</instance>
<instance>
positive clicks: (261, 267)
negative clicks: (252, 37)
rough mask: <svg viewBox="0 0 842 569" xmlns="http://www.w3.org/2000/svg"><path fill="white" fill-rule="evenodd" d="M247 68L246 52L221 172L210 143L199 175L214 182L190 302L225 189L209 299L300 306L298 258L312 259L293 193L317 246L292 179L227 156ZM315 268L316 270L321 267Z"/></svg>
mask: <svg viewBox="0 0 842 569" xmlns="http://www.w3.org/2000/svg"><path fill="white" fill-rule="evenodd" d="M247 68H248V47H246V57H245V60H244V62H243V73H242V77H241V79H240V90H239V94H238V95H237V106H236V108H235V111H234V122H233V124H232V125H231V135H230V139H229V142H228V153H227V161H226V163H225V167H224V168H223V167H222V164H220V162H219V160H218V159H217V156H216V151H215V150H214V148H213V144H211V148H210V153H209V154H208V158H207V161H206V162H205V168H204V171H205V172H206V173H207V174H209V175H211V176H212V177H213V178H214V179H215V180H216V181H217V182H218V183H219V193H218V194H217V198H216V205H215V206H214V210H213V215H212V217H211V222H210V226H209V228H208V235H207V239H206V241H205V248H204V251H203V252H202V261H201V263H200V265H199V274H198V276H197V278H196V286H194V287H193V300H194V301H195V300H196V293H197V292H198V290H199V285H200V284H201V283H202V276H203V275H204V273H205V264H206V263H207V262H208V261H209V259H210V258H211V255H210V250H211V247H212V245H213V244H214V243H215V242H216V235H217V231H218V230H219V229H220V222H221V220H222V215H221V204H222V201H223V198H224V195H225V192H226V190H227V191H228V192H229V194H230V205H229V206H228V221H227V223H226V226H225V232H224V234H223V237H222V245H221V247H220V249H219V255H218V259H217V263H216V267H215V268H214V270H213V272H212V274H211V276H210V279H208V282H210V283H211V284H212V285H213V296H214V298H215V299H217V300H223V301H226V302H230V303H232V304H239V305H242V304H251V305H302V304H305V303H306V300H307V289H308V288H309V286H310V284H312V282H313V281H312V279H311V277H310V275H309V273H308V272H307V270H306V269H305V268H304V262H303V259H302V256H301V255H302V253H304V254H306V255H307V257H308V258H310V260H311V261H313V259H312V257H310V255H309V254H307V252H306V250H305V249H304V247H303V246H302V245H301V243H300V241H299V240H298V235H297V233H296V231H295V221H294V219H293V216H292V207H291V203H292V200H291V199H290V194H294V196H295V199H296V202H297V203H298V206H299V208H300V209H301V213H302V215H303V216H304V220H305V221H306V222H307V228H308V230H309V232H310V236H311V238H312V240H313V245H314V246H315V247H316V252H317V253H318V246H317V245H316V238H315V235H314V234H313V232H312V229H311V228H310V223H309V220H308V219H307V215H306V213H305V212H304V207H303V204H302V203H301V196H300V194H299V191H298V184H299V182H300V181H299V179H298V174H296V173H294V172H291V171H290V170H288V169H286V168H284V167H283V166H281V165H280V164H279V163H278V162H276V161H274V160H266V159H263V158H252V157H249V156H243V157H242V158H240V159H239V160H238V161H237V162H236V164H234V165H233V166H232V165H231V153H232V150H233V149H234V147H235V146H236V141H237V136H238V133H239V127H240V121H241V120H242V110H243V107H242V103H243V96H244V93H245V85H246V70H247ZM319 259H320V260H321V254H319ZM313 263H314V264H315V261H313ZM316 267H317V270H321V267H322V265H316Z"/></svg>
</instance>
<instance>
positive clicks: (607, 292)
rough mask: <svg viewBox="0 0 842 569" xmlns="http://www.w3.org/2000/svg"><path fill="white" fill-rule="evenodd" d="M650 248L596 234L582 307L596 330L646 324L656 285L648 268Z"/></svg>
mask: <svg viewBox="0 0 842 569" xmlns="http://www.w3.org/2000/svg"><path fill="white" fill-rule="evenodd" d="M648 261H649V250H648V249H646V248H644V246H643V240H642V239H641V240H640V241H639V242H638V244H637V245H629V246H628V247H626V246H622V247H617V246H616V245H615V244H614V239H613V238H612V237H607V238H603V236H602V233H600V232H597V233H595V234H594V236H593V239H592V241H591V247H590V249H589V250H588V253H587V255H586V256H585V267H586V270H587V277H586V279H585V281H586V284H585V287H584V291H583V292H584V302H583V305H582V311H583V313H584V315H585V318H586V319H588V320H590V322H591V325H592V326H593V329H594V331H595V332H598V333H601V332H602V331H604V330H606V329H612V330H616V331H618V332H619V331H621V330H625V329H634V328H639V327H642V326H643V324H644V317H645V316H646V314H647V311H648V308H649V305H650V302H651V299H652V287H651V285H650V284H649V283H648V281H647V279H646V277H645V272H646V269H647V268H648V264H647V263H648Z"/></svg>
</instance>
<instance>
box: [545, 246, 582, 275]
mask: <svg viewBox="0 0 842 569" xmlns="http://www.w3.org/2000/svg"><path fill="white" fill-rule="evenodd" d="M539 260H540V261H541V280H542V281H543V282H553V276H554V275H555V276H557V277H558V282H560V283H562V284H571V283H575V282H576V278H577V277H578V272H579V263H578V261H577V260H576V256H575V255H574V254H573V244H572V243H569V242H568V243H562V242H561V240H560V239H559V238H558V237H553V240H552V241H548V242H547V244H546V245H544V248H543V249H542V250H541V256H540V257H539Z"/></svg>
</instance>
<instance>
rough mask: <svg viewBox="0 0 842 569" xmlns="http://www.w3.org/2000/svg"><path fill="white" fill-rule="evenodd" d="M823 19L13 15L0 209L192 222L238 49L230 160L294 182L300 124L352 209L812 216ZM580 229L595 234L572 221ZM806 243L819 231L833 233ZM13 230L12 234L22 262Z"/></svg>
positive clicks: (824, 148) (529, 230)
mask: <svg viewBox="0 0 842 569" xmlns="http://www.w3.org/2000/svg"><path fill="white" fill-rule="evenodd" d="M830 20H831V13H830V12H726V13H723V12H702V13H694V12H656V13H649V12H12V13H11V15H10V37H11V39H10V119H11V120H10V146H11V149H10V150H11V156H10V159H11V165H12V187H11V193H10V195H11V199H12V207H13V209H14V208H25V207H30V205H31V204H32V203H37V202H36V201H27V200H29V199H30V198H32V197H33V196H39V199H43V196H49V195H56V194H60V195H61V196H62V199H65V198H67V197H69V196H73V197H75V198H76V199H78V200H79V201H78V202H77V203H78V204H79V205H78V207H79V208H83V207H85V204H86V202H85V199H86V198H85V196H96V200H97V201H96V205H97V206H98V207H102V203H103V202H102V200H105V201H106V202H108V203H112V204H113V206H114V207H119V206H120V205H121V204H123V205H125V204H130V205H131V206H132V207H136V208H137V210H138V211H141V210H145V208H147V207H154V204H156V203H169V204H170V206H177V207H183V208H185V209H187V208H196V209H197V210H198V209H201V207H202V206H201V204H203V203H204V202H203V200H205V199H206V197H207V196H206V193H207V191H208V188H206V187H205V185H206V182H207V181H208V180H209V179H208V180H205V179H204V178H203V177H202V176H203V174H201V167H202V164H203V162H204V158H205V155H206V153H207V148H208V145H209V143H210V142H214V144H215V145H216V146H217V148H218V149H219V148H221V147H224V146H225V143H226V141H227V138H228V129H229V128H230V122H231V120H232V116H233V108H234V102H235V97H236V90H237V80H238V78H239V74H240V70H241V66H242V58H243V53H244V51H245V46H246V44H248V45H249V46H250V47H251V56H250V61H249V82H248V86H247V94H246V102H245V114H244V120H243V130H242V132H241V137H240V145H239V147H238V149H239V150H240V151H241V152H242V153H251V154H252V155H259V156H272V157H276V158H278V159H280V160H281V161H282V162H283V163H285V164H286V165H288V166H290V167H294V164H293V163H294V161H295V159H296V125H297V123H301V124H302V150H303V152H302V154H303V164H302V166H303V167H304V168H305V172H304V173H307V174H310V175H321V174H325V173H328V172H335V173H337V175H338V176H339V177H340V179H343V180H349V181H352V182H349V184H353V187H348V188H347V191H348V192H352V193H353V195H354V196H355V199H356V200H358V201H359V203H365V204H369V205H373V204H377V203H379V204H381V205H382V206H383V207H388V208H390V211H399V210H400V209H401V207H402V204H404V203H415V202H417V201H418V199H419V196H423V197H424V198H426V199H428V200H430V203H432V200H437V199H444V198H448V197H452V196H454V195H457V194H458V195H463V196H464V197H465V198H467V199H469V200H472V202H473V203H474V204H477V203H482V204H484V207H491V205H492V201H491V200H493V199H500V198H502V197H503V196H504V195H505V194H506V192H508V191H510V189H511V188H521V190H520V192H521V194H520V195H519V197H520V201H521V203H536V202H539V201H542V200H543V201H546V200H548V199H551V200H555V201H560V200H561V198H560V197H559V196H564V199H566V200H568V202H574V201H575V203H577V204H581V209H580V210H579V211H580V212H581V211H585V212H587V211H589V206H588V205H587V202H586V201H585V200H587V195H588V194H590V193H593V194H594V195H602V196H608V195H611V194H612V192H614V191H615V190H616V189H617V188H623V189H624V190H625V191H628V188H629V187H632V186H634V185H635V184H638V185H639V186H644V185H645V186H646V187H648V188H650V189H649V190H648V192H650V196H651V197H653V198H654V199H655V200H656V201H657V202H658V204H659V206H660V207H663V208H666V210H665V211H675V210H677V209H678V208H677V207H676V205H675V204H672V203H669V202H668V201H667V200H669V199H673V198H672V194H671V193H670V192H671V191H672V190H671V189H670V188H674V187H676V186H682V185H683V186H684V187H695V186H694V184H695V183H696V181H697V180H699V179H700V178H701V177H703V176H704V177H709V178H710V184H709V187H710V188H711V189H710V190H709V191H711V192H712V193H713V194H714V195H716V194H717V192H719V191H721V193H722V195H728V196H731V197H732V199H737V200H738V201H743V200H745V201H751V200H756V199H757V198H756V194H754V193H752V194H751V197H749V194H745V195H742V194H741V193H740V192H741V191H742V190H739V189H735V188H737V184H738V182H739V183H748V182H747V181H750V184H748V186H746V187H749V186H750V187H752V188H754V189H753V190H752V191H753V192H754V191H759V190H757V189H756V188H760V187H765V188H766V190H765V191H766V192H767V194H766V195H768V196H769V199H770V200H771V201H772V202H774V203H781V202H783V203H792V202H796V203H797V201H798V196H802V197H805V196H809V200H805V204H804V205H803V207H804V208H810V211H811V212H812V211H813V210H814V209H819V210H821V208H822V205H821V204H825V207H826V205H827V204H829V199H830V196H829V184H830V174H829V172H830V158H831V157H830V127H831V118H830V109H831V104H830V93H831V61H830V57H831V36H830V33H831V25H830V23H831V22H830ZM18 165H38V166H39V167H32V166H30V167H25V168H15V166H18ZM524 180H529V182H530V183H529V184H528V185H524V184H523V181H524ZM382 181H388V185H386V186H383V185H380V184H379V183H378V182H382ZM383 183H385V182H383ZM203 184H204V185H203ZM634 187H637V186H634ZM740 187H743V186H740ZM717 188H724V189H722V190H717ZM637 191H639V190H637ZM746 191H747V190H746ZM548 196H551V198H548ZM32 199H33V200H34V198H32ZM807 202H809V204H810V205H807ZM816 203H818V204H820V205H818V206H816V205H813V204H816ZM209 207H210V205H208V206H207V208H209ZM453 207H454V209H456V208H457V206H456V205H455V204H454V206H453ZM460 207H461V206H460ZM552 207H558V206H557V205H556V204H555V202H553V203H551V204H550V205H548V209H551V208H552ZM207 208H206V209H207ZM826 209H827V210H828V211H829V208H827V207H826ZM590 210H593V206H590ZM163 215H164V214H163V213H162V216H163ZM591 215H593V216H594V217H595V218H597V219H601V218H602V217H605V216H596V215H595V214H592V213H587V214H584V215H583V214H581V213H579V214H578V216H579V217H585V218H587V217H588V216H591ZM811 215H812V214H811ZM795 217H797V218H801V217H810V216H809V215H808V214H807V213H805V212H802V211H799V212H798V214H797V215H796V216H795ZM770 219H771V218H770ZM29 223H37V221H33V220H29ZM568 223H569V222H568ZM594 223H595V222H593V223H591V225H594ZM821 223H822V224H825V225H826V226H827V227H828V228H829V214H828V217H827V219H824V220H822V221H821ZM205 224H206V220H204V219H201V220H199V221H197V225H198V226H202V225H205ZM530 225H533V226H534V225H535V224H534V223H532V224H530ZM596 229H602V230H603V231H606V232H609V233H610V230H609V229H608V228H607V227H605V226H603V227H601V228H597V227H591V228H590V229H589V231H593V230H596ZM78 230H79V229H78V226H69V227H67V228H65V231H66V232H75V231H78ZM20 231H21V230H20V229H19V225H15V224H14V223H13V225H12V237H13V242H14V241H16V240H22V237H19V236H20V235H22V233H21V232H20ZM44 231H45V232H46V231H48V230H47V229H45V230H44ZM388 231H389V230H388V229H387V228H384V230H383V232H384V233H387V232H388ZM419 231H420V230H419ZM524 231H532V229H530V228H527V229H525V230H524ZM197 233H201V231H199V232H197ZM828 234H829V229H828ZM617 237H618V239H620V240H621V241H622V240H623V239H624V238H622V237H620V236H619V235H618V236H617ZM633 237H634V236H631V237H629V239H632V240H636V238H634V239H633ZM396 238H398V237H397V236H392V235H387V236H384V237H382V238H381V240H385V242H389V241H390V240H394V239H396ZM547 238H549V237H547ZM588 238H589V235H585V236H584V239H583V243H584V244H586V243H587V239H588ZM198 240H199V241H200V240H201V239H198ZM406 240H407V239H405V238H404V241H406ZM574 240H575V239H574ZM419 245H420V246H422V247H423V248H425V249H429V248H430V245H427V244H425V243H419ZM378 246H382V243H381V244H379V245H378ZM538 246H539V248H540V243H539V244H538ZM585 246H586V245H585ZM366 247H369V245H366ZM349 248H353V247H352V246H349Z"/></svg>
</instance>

■ ■ ■

◆ WORK REQUEST
Edit the part that opens with the first of the lines above and closes with the line containing "68L246 52L221 172L210", replacing "negative clicks" with "negative points" and leaving everything else unchanged. Give only that part, both end lines included.

◆ ANSWER FOR THE TASK
</instance>
<instance>
positive clicks: (261, 267)
negative points: (252, 37)
rough mask: <svg viewBox="0 0 842 569" xmlns="http://www.w3.org/2000/svg"><path fill="white" fill-rule="evenodd" d="M247 68L246 52L221 172L210 143L199 175L214 182L190 302L225 189L209 299L300 306L298 258L312 259L293 193L317 246L292 179L227 156ZM315 268L316 270L321 267Z"/></svg>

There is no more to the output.